What to do: Convert every line of the data below into a JSON list of strings, one string per line, with blank lines dropped. Leave the picture out of the answer.

☆ ☆ ☆ ☆

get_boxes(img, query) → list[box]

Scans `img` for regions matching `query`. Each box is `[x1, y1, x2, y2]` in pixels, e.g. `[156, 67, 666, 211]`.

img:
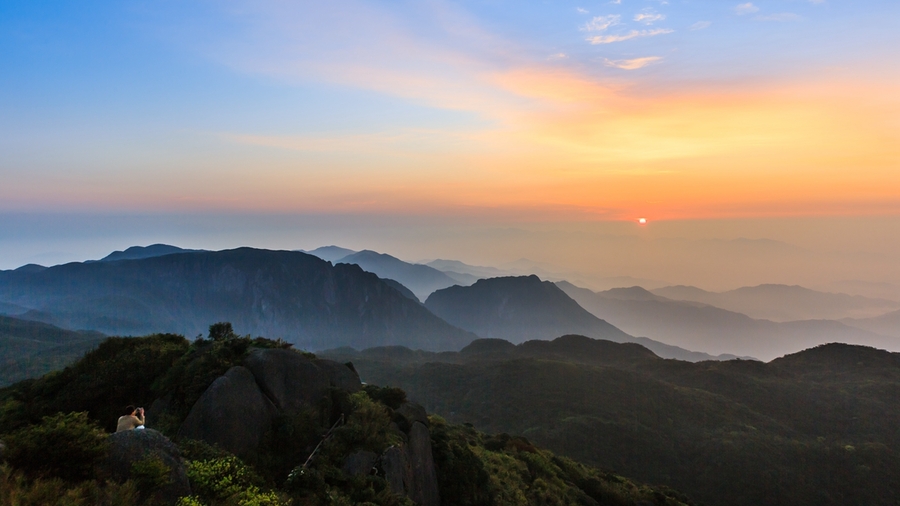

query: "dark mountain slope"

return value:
[99, 244, 201, 262]
[339, 250, 457, 300]
[0, 248, 475, 350]
[425, 276, 630, 343]
[326, 337, 900, 506]
[0, 316, 105, 387]
[425, 276, 716, 360]
[652, 284, 900, 322]
[301, 246, 356, 263]
[557, 282, 900, 360]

☆ ☆ ☆ ☆

Answer to the problem:
[
  "get_boxes(img, query) → list[box]",
  "Scans `img` for regions matching `query`. Each box is `[x1, y1, x2, y2]` in pixels, e.g. `[156, 67, 666, 211]`.",
  "img:",
  "query: \"dark mountain slope\"",
  "return value:",
  "[99, 244, 201, 262]",
  "[339, 250, 457, 300]",
  "[0, 248, 475, 350]",
  "[425, 276, 630, 343]",
  "[326, 337, 900, 506]",
  "[0, 316, 105, 387]",
  "[425, 276, 716, 360]",
  "[652, 284, 900, 322]",
  "[301, 246, 356, 263]",
  "[557, 282, 900, 360]"
]